TEXT EXCERPT:
----------

The SDLC is principally concerned with an enterprise release, such as putting in a new architecture where it is understood that for the company to be profitable venture. The danger with an SDLC release is it can be taken over by well-meaning stakeholders and never get finished because of “feature creep.” Feature creep is trying to fix real or perceived problems before they are problems, and simply must be avoided until the release that the SDLC was commissioned to make. At that time teams can invest their efforts in to fixes and features to both the product and processes. This is normally done with an agile methodology.
What needs to be understood is the risk factor. The SDLC carries the highest risk as often it is not until the end that will be known if the enterprise’s efforts bore fruit or not. Prior to agile manifesto the enterprise needed to wait until completion SDLC to understand all the risks, or risking pushing back the release date further and further until the market made the effort meaningless. The SDLC’s timeframe typically can range from several months to even years to complete.
The future of the SDLC has been given a new lease of usefulness, today it is easy to see the SCLC can be comprised of several agile projects working together that are treated as a single long-term process that augment the risk. This new way of looking at the SDLC from a huge monolithic project to an aggregate of smaller projects lead by specialized teams has had the result of preventing the stopping the SDLC and the overall project, and concentrating on the single agile project where stakeholders can have their concerns addressed.
Agile
If SDLC is associated with manufacturing cars from scratch, we can look at Agile as fixing broken cars and increasing the performance of ordinary cars. When a car breaks down you do not build a new one, instead you diagnose the cause and replace the broken parts. Auto repair shops and performance centers take a car that came off the assembly line and either fix it, so it keeps running or modifies it, so it runs better.

----------

WORK INSTRUCTIONS:
Please copy the SDLC and Agile passage above word for word, in full.

[Referring expression pointing data]
----------

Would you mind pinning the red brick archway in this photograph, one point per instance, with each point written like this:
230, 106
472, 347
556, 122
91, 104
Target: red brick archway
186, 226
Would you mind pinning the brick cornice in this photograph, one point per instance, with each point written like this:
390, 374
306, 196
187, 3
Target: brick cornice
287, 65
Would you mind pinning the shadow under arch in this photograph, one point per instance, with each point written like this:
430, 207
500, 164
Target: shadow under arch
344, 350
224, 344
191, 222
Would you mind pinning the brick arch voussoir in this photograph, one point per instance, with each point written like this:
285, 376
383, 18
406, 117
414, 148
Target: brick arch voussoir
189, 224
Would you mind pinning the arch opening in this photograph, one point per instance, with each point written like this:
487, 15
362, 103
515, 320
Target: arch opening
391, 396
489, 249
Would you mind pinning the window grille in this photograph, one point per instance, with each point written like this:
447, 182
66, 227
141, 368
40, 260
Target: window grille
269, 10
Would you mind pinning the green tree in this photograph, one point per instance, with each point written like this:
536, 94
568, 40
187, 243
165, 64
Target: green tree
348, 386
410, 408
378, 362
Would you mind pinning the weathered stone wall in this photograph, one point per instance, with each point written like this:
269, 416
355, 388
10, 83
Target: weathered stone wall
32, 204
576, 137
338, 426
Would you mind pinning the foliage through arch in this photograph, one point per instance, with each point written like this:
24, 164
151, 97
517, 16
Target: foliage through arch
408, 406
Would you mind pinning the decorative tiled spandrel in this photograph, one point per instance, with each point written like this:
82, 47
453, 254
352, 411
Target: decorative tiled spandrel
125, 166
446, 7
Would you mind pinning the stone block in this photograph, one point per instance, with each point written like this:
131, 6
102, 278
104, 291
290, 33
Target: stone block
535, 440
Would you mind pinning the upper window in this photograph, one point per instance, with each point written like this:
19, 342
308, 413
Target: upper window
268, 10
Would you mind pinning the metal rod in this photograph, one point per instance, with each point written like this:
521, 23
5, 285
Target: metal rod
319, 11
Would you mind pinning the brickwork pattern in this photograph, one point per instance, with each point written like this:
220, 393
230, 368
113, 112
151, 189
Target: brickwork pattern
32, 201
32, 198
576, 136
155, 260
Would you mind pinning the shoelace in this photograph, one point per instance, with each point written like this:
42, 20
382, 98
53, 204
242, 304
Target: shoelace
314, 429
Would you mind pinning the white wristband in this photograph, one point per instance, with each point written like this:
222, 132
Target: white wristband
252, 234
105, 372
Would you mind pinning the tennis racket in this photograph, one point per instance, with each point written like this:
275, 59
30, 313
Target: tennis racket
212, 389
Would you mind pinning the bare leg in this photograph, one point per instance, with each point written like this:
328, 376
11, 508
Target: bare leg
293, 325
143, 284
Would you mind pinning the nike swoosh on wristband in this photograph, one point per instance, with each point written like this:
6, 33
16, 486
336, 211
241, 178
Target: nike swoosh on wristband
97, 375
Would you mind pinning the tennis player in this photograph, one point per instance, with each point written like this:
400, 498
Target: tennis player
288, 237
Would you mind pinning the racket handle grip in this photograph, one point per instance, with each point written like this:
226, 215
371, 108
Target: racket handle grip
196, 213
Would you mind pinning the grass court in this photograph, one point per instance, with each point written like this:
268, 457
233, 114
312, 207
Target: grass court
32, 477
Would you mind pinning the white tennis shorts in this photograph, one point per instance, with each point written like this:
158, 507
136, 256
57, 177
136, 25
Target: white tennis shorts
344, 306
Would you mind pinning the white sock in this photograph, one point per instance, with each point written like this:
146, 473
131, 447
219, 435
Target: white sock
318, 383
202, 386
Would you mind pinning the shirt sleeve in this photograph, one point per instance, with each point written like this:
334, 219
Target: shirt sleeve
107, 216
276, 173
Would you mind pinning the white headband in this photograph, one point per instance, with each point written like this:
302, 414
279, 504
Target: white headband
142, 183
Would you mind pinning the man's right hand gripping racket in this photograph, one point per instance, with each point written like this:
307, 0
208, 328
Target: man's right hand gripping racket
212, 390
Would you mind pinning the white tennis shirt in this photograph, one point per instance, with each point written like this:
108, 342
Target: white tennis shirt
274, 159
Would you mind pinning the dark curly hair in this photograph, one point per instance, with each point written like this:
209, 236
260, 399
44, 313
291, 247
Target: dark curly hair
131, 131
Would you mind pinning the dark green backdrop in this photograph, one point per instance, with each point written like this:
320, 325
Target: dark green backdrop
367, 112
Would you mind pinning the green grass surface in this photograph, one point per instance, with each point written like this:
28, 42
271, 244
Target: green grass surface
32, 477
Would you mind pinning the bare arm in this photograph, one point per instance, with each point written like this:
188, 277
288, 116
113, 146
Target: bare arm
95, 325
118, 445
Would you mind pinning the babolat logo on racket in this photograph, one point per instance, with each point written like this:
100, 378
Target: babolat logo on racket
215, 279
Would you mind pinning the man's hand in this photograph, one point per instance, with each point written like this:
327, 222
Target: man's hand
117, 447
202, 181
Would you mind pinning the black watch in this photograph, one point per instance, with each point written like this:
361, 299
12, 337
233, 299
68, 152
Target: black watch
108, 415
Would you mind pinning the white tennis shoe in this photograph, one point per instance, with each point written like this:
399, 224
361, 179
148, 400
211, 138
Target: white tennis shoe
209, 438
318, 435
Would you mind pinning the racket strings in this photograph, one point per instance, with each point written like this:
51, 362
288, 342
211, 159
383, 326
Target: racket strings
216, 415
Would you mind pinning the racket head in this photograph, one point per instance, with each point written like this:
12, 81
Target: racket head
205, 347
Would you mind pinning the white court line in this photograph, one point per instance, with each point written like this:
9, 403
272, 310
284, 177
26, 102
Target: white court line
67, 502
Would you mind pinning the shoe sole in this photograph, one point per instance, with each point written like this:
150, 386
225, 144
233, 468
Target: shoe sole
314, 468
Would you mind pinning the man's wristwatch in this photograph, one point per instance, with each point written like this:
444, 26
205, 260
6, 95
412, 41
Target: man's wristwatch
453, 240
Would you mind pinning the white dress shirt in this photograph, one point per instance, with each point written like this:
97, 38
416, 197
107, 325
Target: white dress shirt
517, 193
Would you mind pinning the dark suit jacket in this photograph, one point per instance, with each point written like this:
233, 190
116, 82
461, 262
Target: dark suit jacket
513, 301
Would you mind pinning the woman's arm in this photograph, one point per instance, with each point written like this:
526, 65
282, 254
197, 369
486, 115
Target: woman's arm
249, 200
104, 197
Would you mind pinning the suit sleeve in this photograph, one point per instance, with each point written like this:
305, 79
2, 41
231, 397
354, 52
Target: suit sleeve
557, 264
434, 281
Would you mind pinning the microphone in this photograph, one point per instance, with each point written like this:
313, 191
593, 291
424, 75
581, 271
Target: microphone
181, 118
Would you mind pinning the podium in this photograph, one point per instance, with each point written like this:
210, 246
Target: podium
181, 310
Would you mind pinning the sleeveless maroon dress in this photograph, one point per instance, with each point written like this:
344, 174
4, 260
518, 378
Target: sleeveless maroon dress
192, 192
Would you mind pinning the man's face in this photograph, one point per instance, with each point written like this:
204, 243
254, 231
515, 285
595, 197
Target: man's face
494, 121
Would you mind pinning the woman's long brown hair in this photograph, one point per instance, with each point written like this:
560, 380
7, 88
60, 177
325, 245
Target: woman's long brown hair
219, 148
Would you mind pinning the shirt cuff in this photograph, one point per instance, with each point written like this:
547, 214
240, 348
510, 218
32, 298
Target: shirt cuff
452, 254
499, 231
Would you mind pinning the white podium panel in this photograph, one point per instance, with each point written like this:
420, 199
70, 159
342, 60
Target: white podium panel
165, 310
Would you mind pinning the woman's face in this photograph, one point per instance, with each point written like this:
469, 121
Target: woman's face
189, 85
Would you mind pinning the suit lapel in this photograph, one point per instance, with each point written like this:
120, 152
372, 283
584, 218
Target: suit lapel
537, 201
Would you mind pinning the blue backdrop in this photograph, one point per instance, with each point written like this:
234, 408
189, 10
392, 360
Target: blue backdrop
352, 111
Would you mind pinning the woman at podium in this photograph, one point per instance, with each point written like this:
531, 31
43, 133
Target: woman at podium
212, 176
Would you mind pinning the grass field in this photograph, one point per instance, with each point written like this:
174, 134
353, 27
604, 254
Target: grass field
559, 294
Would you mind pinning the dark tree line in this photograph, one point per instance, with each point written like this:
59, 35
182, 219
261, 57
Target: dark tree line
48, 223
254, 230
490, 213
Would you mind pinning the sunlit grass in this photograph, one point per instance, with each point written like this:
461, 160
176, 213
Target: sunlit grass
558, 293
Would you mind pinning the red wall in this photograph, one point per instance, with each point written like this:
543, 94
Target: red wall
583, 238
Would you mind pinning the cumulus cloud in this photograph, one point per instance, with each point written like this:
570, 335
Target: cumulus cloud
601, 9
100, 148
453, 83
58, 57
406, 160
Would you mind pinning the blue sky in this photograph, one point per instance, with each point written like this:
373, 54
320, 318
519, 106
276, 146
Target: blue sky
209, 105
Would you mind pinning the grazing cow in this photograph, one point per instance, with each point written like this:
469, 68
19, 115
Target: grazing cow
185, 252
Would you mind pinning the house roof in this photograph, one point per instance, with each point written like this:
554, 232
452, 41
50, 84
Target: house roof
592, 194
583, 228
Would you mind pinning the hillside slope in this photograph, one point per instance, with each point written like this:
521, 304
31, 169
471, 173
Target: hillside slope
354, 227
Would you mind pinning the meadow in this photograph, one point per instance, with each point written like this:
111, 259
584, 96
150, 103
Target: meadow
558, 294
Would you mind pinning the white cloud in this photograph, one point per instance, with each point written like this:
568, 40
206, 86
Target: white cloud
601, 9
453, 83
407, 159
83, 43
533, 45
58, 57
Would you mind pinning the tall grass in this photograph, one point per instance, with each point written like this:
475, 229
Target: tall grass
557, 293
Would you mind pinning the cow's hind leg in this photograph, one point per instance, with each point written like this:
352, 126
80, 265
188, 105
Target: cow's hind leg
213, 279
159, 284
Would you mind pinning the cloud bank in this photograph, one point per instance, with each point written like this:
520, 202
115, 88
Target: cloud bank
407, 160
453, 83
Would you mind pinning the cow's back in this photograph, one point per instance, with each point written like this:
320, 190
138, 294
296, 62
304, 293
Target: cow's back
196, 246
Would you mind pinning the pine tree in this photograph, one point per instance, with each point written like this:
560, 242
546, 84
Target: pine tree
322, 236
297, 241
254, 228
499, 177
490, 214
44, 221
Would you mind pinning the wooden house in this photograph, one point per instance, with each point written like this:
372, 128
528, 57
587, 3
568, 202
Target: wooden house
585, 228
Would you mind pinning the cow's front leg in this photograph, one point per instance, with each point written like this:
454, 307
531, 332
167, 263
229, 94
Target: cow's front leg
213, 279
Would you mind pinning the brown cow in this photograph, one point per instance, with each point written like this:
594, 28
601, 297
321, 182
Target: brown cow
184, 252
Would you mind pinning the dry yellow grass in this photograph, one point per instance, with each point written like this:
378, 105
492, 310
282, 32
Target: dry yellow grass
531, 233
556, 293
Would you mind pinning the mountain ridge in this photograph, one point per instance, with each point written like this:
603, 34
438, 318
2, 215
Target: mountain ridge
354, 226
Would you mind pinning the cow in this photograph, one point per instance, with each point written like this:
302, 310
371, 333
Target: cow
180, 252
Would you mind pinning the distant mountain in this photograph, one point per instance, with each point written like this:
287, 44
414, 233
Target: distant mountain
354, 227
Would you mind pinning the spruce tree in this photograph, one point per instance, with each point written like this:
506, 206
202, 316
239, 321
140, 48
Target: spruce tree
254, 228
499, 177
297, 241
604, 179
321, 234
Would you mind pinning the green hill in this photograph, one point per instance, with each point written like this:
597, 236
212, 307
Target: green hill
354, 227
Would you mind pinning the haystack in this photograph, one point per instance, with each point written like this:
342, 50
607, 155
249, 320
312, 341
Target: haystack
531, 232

----------

RESPONSE BELOW:
The SDLC is principally concerned with an enterprise release, such as putting in a new architecture where it is understood that for the company to be profitable venture. The danger with an SDLC release is it can be taken over by well-meaning stakeholders and never get finished because of “feature creep.” Feature creep is trying to fix real or perceived problems before they are problems, and simply must be avoided until the release that the SDLC was commissioned to make. At that time teams can invest their efforts in to fixes and features to both the product and processes. This is normally done with an agile methodology.
What needs to be understood is the risk factor. The SDLC carries the highest risk as often it is not until the end that will be known if the enterprise’s efforts bore fruit or not. Prior to agile manifesto the enterprise needed to wait until completion SDLC to understand all the risks, or risking pushing back the release date further and further until the market made the effort meaningless. The SDLC’s timeframe typically can range from several months to even years to complete.
The future of the SDLC has been given a new lease of usefulness, today it is easy to see the SCLC can be comprised of several agile projects working together that are treated as a single long-term process that augment the risk. This new way of looking at the SDLC from a huge monolithic project to an aggregate of smaller projects lead by specialized teams has had the result of preventing the stopping the SDLC and the overall project, and concentrating on the single agile project where stakeholders can have their concerns addressed.
Agile
If SDLC is associated with manufacturing cars from scratch, we can look at Agile as fixing broken cars and increasing the performance of ordinary cars. When a car breaks down you do not build a new one, instead you diagnose the cause and replace the broken parts. Auto repair shops and performance centers take a car that came off the assembly line and either fix it, so it keeps running or modifies it, so it runs better.